● **What to work on**
Of the lines listed below, return exactly those that run from the line containing "# put a marker on the thin" through the line containing "# put a marker on the curled", both included.

● **Dataset records**
────

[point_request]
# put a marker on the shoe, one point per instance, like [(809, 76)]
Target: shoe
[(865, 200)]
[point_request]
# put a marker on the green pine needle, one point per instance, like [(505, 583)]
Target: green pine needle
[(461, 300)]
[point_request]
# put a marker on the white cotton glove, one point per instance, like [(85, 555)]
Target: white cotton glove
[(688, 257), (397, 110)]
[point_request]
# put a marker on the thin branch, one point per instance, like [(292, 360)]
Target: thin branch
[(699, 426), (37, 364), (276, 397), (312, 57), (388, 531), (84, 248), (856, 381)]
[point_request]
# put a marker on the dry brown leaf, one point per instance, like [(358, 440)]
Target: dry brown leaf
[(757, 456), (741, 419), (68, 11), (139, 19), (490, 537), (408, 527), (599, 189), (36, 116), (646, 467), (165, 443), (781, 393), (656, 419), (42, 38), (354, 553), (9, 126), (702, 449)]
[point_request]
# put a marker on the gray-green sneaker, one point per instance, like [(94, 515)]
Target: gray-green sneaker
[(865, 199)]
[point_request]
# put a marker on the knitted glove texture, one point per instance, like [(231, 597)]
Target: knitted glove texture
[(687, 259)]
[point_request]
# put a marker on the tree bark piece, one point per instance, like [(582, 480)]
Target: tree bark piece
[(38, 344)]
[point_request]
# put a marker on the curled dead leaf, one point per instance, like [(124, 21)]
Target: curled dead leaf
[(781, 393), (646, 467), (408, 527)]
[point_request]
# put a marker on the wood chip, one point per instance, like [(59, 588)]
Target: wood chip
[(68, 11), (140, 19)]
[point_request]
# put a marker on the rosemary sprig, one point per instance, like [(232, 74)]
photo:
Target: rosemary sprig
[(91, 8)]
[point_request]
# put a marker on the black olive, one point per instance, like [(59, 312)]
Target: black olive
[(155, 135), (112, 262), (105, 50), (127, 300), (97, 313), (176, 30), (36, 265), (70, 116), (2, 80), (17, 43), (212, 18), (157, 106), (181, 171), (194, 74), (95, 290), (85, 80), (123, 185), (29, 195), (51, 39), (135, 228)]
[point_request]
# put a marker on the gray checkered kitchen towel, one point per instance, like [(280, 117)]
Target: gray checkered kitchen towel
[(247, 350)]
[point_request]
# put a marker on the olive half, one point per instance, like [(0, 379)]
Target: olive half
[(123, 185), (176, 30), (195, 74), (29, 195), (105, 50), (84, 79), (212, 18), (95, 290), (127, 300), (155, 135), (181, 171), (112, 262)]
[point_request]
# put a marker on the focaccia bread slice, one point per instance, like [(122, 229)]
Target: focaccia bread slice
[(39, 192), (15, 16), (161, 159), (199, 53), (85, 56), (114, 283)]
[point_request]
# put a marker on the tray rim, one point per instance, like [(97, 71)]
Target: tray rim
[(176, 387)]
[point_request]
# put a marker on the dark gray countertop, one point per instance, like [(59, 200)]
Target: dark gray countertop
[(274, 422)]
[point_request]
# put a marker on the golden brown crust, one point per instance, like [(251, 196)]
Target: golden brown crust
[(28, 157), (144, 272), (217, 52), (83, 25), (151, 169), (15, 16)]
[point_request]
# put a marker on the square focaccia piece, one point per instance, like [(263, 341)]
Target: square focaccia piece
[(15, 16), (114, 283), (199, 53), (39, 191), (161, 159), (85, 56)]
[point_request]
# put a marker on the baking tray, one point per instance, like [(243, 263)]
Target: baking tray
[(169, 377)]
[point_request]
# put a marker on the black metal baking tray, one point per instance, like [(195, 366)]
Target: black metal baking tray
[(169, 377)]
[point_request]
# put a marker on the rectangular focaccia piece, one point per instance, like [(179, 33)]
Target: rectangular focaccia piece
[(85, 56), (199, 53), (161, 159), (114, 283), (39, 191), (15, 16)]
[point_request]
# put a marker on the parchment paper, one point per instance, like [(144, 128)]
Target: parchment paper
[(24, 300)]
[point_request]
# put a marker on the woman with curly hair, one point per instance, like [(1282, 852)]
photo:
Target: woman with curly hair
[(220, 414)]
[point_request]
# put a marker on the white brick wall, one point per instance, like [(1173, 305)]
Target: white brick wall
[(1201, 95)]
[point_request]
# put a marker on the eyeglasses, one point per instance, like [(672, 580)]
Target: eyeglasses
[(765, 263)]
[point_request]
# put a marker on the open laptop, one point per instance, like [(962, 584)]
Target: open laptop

────

● **Answer below**
# put a marker on the thin branch, one point per instance, like [(292, 360)]
Target: thin branch
[(699, 426), (37, 364), (276, 397), (312, 57), (388, 531), (84, 248), (856, 381)]
[point_request]
# put a marker on the dry brown leaf, one point per instance, like [(358, 440)]
Target: dry brown leaf
[(757, 456), (741, 419), (68, 11), (139, 19), (490, 537), (408, 527), (599, 189), (36, 116), (646, 467), (165, 443), (781, 393), (656, 419), (42, 38), (354, 553), (9, 126), (702, 449)]
[point_request]
# put a marker on the gray-green sneaker, one point per instance, like [(94, 515)]
Target: gray-green sneaker
[(865, 199)]
[point_request]
# put a marker on the knitted glove texture, one point per instance, like [(231, 597)]
Target: knitted glove texture
[(687, 259)]
[point_request]
# put a marker on the tree bark piece, one point per instance, like [(582, 480)]
Target: tree bark piece
[(38, 344)]
[point_request]
# put a marker on the curled dead leaf, one point per instance, like [(124, 21)]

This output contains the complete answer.